What you are asked to do:
Revise the material below by replacing "example output" with "sample output" wherever it occurs, leaving every other part unchanged.

Excerpted data:
— Start —

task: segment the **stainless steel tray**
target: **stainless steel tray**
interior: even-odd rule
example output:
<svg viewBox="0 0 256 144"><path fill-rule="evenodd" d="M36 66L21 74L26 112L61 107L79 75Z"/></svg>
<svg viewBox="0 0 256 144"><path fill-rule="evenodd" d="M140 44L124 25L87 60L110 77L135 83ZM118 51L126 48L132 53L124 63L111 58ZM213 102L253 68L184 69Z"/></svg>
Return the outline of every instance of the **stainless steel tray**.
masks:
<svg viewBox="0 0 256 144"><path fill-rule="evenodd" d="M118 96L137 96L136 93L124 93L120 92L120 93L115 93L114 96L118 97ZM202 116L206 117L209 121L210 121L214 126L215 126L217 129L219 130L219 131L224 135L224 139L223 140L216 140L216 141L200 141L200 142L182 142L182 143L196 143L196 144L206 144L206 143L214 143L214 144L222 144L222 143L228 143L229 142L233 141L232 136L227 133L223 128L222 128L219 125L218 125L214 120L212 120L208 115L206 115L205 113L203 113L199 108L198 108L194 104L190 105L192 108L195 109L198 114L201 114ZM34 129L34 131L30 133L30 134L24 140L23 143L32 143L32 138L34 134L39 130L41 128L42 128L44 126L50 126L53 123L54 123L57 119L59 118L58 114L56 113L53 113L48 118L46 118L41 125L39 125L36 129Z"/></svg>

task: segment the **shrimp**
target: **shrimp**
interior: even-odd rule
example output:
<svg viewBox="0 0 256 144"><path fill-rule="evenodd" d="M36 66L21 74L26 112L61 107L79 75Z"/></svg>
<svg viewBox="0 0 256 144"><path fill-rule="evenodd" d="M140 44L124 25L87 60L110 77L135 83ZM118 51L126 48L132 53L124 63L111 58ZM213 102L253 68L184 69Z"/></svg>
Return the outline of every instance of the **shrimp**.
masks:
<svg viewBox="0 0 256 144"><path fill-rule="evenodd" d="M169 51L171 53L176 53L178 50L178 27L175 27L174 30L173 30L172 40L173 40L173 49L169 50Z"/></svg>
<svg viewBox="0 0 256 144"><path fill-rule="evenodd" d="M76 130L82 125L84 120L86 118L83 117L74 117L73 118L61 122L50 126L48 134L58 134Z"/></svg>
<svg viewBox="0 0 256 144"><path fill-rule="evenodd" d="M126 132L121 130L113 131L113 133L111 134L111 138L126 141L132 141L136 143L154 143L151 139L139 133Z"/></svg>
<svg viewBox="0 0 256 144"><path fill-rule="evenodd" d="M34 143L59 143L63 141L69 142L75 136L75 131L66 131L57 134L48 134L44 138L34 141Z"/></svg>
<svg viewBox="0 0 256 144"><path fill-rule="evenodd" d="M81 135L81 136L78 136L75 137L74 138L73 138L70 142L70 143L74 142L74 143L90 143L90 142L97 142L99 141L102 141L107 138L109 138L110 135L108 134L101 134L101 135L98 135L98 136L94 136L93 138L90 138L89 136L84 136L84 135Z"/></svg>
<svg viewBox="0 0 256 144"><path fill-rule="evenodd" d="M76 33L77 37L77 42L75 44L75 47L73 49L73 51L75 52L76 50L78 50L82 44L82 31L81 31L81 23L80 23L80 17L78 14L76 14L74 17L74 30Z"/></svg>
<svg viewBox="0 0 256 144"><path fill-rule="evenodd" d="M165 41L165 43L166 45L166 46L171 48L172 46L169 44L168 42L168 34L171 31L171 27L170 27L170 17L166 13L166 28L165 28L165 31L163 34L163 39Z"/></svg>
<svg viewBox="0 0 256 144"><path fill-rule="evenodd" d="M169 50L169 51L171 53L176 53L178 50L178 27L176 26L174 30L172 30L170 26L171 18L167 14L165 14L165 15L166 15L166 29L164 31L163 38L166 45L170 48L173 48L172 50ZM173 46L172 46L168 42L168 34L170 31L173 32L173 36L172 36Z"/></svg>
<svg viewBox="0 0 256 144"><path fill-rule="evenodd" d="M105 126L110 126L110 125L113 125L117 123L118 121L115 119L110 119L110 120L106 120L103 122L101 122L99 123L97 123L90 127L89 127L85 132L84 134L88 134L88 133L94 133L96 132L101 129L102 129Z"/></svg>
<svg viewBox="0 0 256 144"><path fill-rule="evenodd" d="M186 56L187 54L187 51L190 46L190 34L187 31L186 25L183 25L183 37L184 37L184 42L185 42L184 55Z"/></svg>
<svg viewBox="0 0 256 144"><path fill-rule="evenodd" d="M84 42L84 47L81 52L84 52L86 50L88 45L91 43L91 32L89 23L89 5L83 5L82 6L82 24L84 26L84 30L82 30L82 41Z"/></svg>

— End —

Output of the task:
task: segment the **stainless steel tray**
target: **stainless steel tray**
interior: even-odd rule
sample output:
<svg viewBox="0 0 256 144"><path fill-rule="evenodd" d="M36 66L21 74L26 112L61 107L79 75Z"/></svg>
<svg viewBox="0 0 256 144"><path fill-rule="evenodd" d="M140 44L124 25L87 60L110 77L135 83ZM118 51L126 48L132 53L124 63L111 58ZM213 102L253 68L184 69Z"/></svg>
Return the outline of every instance of the **stainless steel tray**.
masks:
<svg viewBox="0 0 256 144"><path fill-rule="evenodd" d="M118 96L137 96L136 93L124 93L120 92L120 93L115 93L114 96L118 97ZM202 116L206 117L209 121L210 121L214 126L215 126L217 129L219 130L219 131L224 135L224 139L223 140L216 140L216 141L200 141L200 142L182 142L182 143L196 143L196 144L206 144L206 143L214 143L214 144L222 144L222 143L228 143L229 142L233 141L232 136L227 133L223 128L222 128L219 125L218 125L214 120L212 120L208 115L206 115L205 113L203 113L199 108L198 108L194 104L190 105L192 108L195 109L198 114L201 114ZM34 129L34 131L30 133L30 134L24 140L23 143L32 143L32 138L34 134L39 130L41 128L42 128L44 126L50 126L53 123L54 123L57 119L59 118L58 114L56 113L53 113L48 118L46 118L41 125L39 125L36 129Z"/></svg>

task: segment the **shrimp**
target: **shrimp**
interior: even-odd rule
sample output:
<svg viewBox="0 0 256 144"><path fill-rule="evenodd" d="M36 66L21 74L26 112L61 107L79 75Z"/></svg>
<svg viewBox="0 0 256 144"><path fill-rule="evenodd" d="M140 44L124 25L87 60L110 77L135 83ZM118 51L126 48L132 53L124 63L111 58ZM213 102L253 68L184 69Z"/></svg>
Return the outline of every instance of the **shrimp**.
masks:
<svg viewBox="0 0 256 144"><path fill-rule="evenodd" d="M169 51L171 53L176 53L178 50L178 27L175 27L174 30L173 30L172 40L173 40L173 49L169 50Z"/></svg>
<svg viewBox="0 0 256 144"><path fill-rule="evenodd" d="M76 130L82 125L84 120L86 118L83 117L74 117L73 118L61 122L50 126L48 134L58 134Z"/></svg>
<svg viewBox="0 0 256 144"><path fill-rule="evenodd" d="M126 132L121 130L113 131L113 133L111 134L111 138L126 141L132 141L136 143L154 143L151 139L139 133Z"/></svg>
<svg viewBox="0 0 256 144"><path fill-rule="evenodd" d="M34 143L59 143L63 141L69 142L75 136L75 131L66 131L57 134L48 134L44 138L34 141Z"/></svg>
<svg viewBox="0 0 256 144"><path fill-rule="evenodd" d="M81 135L81 136L78 136L75 137L74 138L73 138L70 142L70 143L74 142L74 143L90 143L90 142L97 142L99 141L102 141L107 138L109 138L110 135L108 134L101 134L101 135L98 135L98 136L94 136L93 138L90 138L89 136L84 136L84 135Z"/></svg>
<svg viewBox="0 0 256 144"><path fill-rule="evenodd" d="M76 33L77 37L77 42L75 44L75 47L73 49L73 51L75 52L76 50L78 50L82 44L82 31L81 31L81 23L80 23L80 17L78 14L76 14L74 17L74 30Z"/></svg>
<svg viewBox="0 0 256 144"><path fill-rule="evenodd" d="M165 41L165 43L166 45L166 46L171 48L172 46L169 44L168 42L168 34L171 31L171 27L170 27L170 17L166 13L166 28L165 28L165 31L163 34L163 39Z"/></svg>
<svg viewBox="0 0 256 144"><path fill-rule="evenodd" d="M169 50L169 51L171 53L176 53L178 50L178 27L176 26L174 30L172 30L170 26L171 18L167 14L165 14L165 15L166 15L166 29L164 31L163 38L166 45L170 48L173 48L172 50ZM173 46L172 46L168 42L168 34L170 31L173 32L173 36L172 36Z"/></svg>
<svg viewBox="0 0 256 144"><path fill-rule="evenodd" d="M105 126L110 126L110 125L113 125L117 123L118 121L115 119L110 119L110 120L106 120L103 122L101 122L99 123L97 123L90 127L89 127L85 132L84 134L88 134L88 133L94 133L96 132L101 129L102 129Z"/></svg>
<svg viewBox="0 0 256 144"><path fill-rule="evenodd" d="M186 56L187 54L187 51L190 46L190 34L187 31L186 25L183 25L183 37L184 37L184 42L185 42L184 55Z"/></svg>
<svg viewBox="0 0 256 144"><path fill-rule="evenodd" d="M84 42L84 47L81 52L84 52L86 50L88 45L91 43L91 32L89 23L89 5L83 5L82 6L82 24L84 26L84 30L82 30L82 41Z"/></svg>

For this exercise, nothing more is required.